TEXT UNDER STUDY:
If humanity is (at) the heart of this collection, so too are “politics.” Today, on the day Americans watched—many in pride but most in horror—as the symbolic home of our national government was invaded and desecrated, and the process of a free and fair election was literally disrupted, the word seems both frail and complicated. The U.S. Capitol was designed in 1793 by William Thornton, whose wealth came from his family’s ownership of a West Indian sugar plantation and who bought slaves even well into his later life as a documented abolitionist. The confederate flag carried into Statuary Hall January 6 was surely meant as a threat against the momentum of Black Lives Matter, but that momentum is integrated deeply with the fabric not only of the Union that defeated the confederacy, but also with the racism that deeply permeates even the righteous symbols of democracy and decency—like the Capitol building itself—that we fantasize run counter to the brutality of the treasonous mobs (2021 Capitol invaders or 1861 southern secessionists). What meaning does a Black Lives Matter sign carry when it is planted in the manicured front yard of a suburban white family who owns a home in a neighborhood where Black people have been systematically redlined out of property ownership? “Politics” is not so much where two opposing poles irreconcilably collide in an epic battle of good vs. evil, but a complex web of interrelated power dynamics that constantly threatens to obscure privilege and culpability.

I don’t mean to suggest that there is any ambiguity about the ethics of certain kinds of oppressive ideologies or events, nor that there aren’t real benefits to authentically extended acts of allyship. But I do mean to suggest that it’s not enough to know what happened, and not enough to stand for truth, for justice, for the “American way.” We also have to radically recenter our collective humanity as we seek to understand or find these things. And one way to do that is to focus on pedagogy.

People (productively) quibble about the differences between pedagogy and andragogy (and heutagogy, my personal favorite), but each of these words is fundamentally about, to quote Joshua Eyler, “how humans learn.” Generally, “education” suggests that humans learn well when they are taught, but the question of what teaching is or should be, and who should do it and how, is certainly an open one. I don’t want to pretend I have precise answers here, or even know how to ask exactly the right questions. What I think, though, is that there is learning to do. That this learning can’t just be about things, can’t just be an absorption of facts or even an illumination of truth. It has to be a journey towards humanity, infusing criticality and creativity and collaboration with a deeper commitment to our common human flourishing. Those who want to facilitate that learning—for ourselves and for others—are the pedagogues. And it is for them—for us—that this collection has been created. I think of this collection as a tool: less an assessment of how things are or should be, and more of an invitation into the messy, ongoing, collective question of how education can/does/should shape who we are and who we will be.

Collected data:
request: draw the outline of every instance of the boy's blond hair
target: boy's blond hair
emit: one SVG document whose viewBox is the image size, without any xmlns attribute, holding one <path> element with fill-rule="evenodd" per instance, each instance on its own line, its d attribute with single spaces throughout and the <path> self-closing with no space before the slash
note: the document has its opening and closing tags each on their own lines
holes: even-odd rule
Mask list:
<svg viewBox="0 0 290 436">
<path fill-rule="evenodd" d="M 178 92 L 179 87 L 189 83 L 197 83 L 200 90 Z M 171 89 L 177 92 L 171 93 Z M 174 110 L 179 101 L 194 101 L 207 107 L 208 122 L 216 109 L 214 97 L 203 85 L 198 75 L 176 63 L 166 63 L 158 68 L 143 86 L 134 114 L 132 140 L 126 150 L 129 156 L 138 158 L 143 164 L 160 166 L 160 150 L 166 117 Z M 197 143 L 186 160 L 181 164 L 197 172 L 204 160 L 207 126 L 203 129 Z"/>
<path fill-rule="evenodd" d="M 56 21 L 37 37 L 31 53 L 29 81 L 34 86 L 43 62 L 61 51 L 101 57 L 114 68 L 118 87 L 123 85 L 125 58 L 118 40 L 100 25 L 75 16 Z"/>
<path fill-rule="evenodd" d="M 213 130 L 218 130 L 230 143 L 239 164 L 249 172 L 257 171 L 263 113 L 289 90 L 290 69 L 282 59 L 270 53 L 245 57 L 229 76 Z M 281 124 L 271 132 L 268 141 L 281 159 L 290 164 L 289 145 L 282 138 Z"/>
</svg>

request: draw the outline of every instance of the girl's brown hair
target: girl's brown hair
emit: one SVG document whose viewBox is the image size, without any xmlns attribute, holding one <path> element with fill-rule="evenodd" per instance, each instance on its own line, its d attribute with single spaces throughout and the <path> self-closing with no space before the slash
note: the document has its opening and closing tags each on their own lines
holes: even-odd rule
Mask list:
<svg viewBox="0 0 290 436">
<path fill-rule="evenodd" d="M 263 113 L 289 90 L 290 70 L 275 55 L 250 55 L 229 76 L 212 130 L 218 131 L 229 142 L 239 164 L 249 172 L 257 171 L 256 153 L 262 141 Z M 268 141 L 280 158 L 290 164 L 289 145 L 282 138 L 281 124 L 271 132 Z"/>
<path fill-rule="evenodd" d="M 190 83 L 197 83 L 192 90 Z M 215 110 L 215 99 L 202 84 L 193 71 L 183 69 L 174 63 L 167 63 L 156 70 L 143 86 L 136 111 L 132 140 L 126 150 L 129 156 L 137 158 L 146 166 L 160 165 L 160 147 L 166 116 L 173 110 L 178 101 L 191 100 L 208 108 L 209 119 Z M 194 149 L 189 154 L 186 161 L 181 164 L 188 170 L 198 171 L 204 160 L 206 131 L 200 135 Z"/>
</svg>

WHAT TO WORK ON: Copy everything in the text on politics and pedagogy from "I don’t mean" down to "focus on pedagogy.", putting "solidarity" in place of "allyship".

ANSWER TO THIS EXERCISE:
I don’t mean to suggest that there is any ambiguity about the ethics of certain kinds of oppressive ideologies or events, nor that there aren’t real benefits to authentically extended acts of solidarity. But I do mean to suggest that it’s not enough to know what happened, and not enough to stand for truth, for justice, for the “American way.” We also have to radically recenter our collective humanity as we seek to understand or find these things. And one way to do that is to focus on pedagogy.